## BEGIN THE DATA

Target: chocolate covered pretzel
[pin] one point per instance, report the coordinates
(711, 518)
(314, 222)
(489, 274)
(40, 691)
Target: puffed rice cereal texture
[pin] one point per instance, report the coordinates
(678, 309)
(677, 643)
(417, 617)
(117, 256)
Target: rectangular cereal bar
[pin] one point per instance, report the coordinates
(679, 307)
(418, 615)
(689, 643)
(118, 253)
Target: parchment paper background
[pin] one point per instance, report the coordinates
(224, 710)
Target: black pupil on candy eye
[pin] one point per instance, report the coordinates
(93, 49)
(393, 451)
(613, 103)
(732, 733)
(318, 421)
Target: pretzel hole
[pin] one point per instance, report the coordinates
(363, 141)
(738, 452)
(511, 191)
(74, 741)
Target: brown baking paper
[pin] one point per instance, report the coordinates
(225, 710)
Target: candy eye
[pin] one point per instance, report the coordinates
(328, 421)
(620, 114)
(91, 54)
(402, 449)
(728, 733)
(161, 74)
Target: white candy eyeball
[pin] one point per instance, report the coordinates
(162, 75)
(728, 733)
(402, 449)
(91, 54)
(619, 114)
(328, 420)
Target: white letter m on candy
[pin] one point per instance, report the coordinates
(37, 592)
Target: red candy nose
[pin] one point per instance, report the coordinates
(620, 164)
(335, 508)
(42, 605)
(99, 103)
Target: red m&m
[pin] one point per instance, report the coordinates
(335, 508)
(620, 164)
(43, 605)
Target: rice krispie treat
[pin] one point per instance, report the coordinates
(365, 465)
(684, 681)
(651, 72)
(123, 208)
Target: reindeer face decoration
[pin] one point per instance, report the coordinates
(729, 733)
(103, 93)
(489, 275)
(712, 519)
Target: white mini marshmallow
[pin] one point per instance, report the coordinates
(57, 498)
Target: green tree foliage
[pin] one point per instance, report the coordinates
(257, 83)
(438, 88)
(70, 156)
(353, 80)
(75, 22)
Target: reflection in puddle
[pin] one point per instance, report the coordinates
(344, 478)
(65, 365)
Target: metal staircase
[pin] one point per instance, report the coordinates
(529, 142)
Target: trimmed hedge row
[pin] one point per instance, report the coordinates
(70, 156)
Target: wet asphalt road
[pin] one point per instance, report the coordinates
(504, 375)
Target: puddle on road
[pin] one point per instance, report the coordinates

## END THE DATA

PROBLEM TO WORK ON: Write out again the material from the line with "Target: wet asphalt road" up to and including the last line of the material.

RESULT OF THE TASK:
Target: wet asphalt road
[pin] one point per instance, report the coordinates
(504, 375)
Target: puddle on road
[pin] one point per instance, report the coordinates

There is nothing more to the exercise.